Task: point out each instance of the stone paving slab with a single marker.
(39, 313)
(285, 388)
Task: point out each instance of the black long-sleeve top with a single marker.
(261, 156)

○ ○ ○

== Task prompt ==
Could you print the listing above again, reproducing every line without a single change?

== Exercise answer ==
Task: point out each instance of the stone paving slab with a single marker.
(39, 313)
(285, 388)
Task: point out each instance of the black long-sleeve top with a single marker.
(261, 156)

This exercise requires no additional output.